:: Extrait à lire ::
▼
Article 6
(art. 9-1 de l'ordonnance n°45-2658 du 2 novembre 1945)
Suppression de l'obligation de détention d'un titre de séjour
pour les ressortissants communautaires

Le présent article tend à supprimer l'obligation de détention d'un titre de séjour pour les ressortissants d'un Etat membre de l'Union européenne ou de l'espace économique européen quelles que soient les raisons de leur séjour en France. Il modifie à cette fin l'article 9-1 de l'ordonnance n°45-2658 du 2 novembre 1945. Cette mesure répond à un double objectif de simplification administrative et de renforcement de la libre circulation .

D'ores et déjà, les ressortissants étrangers relevant du droit communautaire ainsi que les membres de leur famille quelle que soit leur nationalité jouissent d'un droit au séjour privilégié . Ils entrent en France sous couvert d'un simple document d'identité et peuvent séjourner en France trois mois sans condition. Lorsque le séjour est d'une durée supérieure à trois mois, le décret n°94-211 du 11 mars 1994 et l'ordonnance précitée, reprenant les textes communautaires, distinguent selon la nature du séjour.
▲
:: Données fournies ::
▼
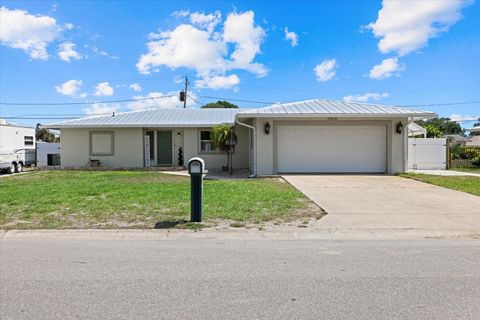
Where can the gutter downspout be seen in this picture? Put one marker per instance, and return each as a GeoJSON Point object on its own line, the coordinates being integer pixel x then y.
{"type": "Point", "coordinates": [254, 132]}
{"type": "Point", "coordinates": [405, 145]}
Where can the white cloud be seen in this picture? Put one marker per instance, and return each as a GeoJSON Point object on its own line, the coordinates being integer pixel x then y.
▲
:: Votre tâche ::
Répondez aux questions suivantes à partir de l'extrait sur la suppression du titre de séjour :
(a) Quel article de l'ordonnance n°45-2658 du 2 novembre 1945 le présent article modifie-t-il ?
(b) Quel double objectif cette mesure poursuit-elle ?
(c) Pendant combien de temps les ressortissants relevant du droit communautaire peuvent-ils séjourner en France sans condition ?

:: Réponse rédigée ::
(a) Il modifie l'article 9-1 de cette ordonnance.
(b) Elle poursuit un objectif de simplification administrative et un objectif de renforcement de la libre circulation.
(c) Ils peuvent séjourner en France trois mois sans condition.